## Stated exercise:
Filter the material below and copy every line that contains the word "white". Case counts, so only exact matches qualify.

[Dataset entries]
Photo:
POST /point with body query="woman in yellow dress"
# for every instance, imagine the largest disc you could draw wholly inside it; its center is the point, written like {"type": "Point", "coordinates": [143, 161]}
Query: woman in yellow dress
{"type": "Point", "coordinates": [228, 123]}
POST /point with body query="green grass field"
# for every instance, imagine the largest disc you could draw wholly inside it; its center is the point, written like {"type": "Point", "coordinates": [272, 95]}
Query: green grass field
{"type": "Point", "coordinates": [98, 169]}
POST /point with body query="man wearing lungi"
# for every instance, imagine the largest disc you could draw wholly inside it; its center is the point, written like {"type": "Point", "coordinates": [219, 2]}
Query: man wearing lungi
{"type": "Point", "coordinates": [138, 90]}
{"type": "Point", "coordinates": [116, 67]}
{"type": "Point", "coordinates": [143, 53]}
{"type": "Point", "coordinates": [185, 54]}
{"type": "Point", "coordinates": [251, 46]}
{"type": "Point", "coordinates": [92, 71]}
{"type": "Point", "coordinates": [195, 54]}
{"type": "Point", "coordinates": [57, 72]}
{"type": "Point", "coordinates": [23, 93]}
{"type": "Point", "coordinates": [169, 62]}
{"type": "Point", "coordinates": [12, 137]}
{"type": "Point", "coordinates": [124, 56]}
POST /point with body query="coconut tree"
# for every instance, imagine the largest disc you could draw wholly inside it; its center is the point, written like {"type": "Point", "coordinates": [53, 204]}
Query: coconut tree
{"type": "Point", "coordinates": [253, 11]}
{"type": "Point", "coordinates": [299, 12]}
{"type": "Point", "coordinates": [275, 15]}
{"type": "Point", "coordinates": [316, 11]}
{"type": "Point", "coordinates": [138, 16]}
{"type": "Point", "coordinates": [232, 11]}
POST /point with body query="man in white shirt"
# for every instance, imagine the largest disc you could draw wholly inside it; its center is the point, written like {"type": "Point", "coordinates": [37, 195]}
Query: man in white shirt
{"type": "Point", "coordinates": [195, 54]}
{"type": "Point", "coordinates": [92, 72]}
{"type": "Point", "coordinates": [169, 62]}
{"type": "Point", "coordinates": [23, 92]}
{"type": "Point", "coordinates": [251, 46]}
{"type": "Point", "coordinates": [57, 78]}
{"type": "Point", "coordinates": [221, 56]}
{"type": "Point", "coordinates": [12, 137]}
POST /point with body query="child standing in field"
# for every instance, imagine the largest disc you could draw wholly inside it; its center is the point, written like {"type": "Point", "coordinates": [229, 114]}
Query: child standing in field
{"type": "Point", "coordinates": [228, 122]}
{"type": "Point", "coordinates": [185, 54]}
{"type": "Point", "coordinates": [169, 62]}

## Solution to this task:
POST /point with body query="man in white shirt"
Query: man in white shirt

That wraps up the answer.